It’s been a little while since I posted a dessert recipe, so in honor of my 20lb. PR deadlift last night and the upcoming holiday weekend, today’s recipe is a sweet treat. I’m a huge fan of coconut macaroons – they’re such a simple, tasty little cookie – so I decided to give ’em a go. (Plus, they’re gluten- and dairy-free!) For inspiration, I looked to Elana’s Pantry – she’s got some incredible recipes for gluten-free goodies. While I was grabbing supplies at the store, I ran across a gorgeous little bottle of pure lemon oil, and I thought it might pair really well with the clean coconut flavor in the cookie. Follow the jump for my adapted recipe…
Lemon Coconut Macaroons
Quantity: about 20 cookies
Time: 5 minutes prep, 15 minutes baking
Paleo Grade: B (gluten-free, dairy-free, does contain raw agave nectar)
Vegetarian Adaptation: None needed as long as you’re ovo-lacto!
- 6 egg whites
- heaping 1/4 tsp. sea salt
- 1/2 cup raw agave nectar
- 1 tsp. pure lemon oil
- 3 cups unsweetened shredded coconut
- Preheat oven to 350 degrees F and line a baking sheet with parchment paper.

## Problems to solve:
**a.** List every ingredient in the macaroon recipe, each with its amount.
**b.** Duplicate the passage of the macaroon recipe that begins at the words "It’s been a" and stops after the words "as you’re ovo-lacto!".

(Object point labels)
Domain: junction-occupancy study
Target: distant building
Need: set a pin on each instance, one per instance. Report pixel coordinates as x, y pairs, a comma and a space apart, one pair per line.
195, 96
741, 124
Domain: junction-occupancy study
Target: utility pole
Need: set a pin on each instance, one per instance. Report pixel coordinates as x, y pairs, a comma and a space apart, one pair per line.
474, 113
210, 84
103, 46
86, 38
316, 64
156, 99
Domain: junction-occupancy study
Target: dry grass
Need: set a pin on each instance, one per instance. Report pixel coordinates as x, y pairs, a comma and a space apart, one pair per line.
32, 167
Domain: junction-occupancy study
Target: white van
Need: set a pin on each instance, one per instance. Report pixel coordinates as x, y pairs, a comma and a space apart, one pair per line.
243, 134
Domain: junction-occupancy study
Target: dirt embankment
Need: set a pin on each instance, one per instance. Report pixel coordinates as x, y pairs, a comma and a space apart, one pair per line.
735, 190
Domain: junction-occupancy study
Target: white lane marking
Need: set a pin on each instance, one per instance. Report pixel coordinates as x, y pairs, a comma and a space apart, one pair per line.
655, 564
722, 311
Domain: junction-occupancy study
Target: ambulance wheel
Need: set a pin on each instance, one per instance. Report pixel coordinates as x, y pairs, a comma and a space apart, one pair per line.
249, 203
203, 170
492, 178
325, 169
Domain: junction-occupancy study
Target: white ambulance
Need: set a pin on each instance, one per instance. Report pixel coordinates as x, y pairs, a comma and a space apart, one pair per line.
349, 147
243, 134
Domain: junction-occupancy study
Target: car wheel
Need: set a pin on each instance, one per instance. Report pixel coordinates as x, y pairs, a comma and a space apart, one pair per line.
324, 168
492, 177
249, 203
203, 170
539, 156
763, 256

...

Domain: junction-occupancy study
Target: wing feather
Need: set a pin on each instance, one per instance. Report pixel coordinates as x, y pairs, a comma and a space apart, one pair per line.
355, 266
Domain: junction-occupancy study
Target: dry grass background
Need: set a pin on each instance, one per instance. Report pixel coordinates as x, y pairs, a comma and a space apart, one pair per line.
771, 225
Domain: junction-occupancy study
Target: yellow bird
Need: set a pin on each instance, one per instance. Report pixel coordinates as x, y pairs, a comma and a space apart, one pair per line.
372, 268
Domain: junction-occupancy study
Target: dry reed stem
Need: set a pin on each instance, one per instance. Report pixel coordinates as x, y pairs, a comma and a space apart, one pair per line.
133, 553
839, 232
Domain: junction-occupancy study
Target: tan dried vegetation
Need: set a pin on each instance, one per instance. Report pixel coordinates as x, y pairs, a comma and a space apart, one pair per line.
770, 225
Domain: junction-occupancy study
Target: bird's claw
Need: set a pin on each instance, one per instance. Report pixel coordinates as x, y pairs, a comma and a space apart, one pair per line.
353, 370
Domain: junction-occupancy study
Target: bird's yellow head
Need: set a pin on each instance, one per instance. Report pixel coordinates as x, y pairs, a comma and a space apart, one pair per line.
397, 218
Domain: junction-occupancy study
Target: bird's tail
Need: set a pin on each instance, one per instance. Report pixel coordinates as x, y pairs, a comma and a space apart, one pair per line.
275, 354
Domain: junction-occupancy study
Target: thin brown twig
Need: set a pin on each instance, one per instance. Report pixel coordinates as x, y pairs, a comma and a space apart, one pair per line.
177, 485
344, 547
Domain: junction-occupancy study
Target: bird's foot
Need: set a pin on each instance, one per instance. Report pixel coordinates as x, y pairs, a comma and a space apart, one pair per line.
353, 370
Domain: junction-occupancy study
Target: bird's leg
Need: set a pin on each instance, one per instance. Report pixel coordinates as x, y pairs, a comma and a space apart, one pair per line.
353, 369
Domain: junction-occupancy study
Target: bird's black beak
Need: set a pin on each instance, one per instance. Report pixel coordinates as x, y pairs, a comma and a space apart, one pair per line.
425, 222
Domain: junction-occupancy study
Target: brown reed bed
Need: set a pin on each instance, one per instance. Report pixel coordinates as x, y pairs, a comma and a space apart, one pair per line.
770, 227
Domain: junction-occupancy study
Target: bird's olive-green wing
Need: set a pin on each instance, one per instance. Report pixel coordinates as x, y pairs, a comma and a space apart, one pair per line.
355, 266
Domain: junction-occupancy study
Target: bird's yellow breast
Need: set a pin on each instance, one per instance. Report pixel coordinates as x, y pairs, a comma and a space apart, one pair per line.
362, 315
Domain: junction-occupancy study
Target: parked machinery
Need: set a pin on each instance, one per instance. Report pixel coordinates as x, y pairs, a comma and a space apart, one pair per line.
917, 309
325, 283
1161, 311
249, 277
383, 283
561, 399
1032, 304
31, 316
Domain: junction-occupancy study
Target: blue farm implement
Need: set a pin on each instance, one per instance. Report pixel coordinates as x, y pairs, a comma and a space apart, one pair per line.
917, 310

## Final results:
**a.**
- 6 egg whites
- heaping 1/4 tsp. sea salt
- 1/2 cup raw agave nectar
- 1 tsp. pure lemon oil
- 3 cups unsweetened shredded coconut

**b.**
It’s been a little while since I posted a dessert recipe, so in honor of my 20lb. PR deadlift last night and the upcoming holiday weekend, today’s recipe is a sweet treat. I’m a huge fan of coconut macaroons – they’re such a simple, tasty little cookie – so I decided to give ’em a go. (Plus, they’re gluten- and dairy-free!) For inspiration, I looked to Elana’s Pantry – she’s got some incredible recipes for gluten-free goodies. While I was grabbing supplies at the store, I ran across a gorgeous little bottle of pure lemon oil, and I thought it might pair really well with the clean coconut flavor in the cookie. Follow the jump for my adapted recipe…
Lemon Coconut Macaroons
Quantity: about 20 cookies
Time: 5 minutes prep, 15 minutes baking
Paleo Grade: B (gluten-free, dairy-free, does contain raw agave nectar)
Vegetarian Adaptation: None needed as long as you’re ovo-lacto!